◆ **PASSAGE PROVIDED**
● ● ● ● ●

The difference in magnetic field strengths between the first and second
magnets 50 and 52 relates to the expected locations and orientations of
the surveillance markers that the first and second magnets 50 and 52 are
intended to deactivate. For example, the second magnet 52 is intended to
deactivate surveillance markers 28 positioned adjacent the spine or gutter
of a book, but at a distance of up to 2.2 cm (0.875 inches) from guide
wall 38. When articles such as books are placed on the platform 36, their
corresponding markers align generally perpendicular with respect to the
poles and long axis of the second magnet 52. Such a perpendicular
arrangement represents an optimal condition for deactivating such
surveillance markers. In contrast, the first magnet 50 is typically used
to deactivate surveillance markers 29 positioned on the faces of compact
discs 32 carried inside a single height compact disc case. When a compact
disc case is placed on the platform 36, its corresponding surveillance
marker is unlikely to be aligned perpendicular to the major axis of the
first magnet 50. In fact, a certain percentage of the time, the
surveillance marker 29 on the compact disc 32 will be aligned parallel to
the major axis of the first magnet 50, which presents a difficult
arrangement for deactivating a surveillance marker. Consequently, the
first magnet 50 preferably has a magnetic field strength that is large
enough to ensure that the magnet will effectively deactivate surveillance
markers even when such markers are aligned parallel to the major axis of
the first magnet 50.

● ● ● ● ●

◆ **LISTING**
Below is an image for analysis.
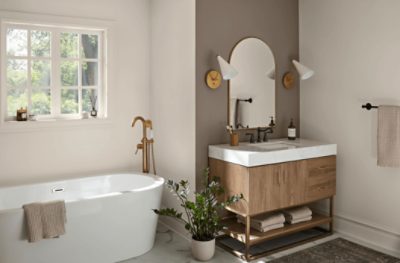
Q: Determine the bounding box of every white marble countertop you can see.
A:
[208,139,337,167]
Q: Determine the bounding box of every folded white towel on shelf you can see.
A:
[283,206,312,221]
[237,213,285,232]
[286,216,312,225]
[237,216,285,232]
[238,213,285,228]
[250,223,285,233]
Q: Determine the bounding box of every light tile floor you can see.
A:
[120,225,339,263]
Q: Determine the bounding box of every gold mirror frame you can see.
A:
[227,36,279,131]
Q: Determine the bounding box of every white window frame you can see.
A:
[0,19,107,122]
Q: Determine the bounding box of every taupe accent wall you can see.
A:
[196,0,299,189]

● ● ● ● ●

◆ **GIVEN REQUEST A**
Do these statements agree with the passage on magnets for deactivating surveillance markers? (i) The second magnet 52 is meant for markers up to 2.2 cm from guide wall 38. (ii) A marker aligned parallel to a magnet's major axis is the easiest to deactivate. (iii) The first magnet 50 is typically used on markers on compact discs. Answer yes or no for each and quote the words of the passage that decide it.
◆ **GIVEN REQUEST B**
Can you resume the passage on magnets for deactivating surveillance markers, writing what comes after its last sentence?

◆ **EXPECTED ANSWER A**
(i) Yes: "at a distance of up to 2.2 cm (0.875 inches) from guide wall 38"
(ii) No: "which presents a difficult arrangement for deactivating a surveillance marker"
(iii) Yes: "the first magnet 50 is typically used to deactivate surveillance markers 29 positioned on the faces of compact discs 32"

◆ **EXPECTED ANSWER B**
The carriage 44 of the desensitizing arrangement is arranged to reciprocate
or translate back and forth along the cradle 24. Specifically, the
desensitizing arrangement includes a translating mechanism for translating
the carriage 44 back and forth between a first position located adjacent
the first end wall 40 and a second position adjacent the second end wall
41. As shown in FIGS. 1 through 4, the carriage 44 is guided between the
end walls 40 and 41 by an elongated, generally linear track or guide rail
62 that extends between the end walls 40 and 41 and is positioned below
the platform 36. The carriage 44 is slidably connected to the guide rail
62 by a plurality of guide wheels or rollers 64. The rollers are rotatably
connected to the bottom of the carriage 44 and define channels for
receiving opposite edges of the guide rail 62. The guide rail 62 is
supported on an elongated base member 68 that is secured within the
housing 22. The guide rail 62 is preferably positioned such that when the
carriage 44 is mounted thereon, the first magnet 50 is aligned directly
below the platform 36 of the cradle 24, and the second magnet 52 is
aligned directly behind the guide wall 38 of the cradle 24. As shown in
FIG. 2A, the guide rail 62 preferably extends beyond the first and second
end walls 40 and 41 such that the carriage 44 can be translated from a
rest position located beyond the first end wall 40 to a rest position
located beyond the second end wall 41.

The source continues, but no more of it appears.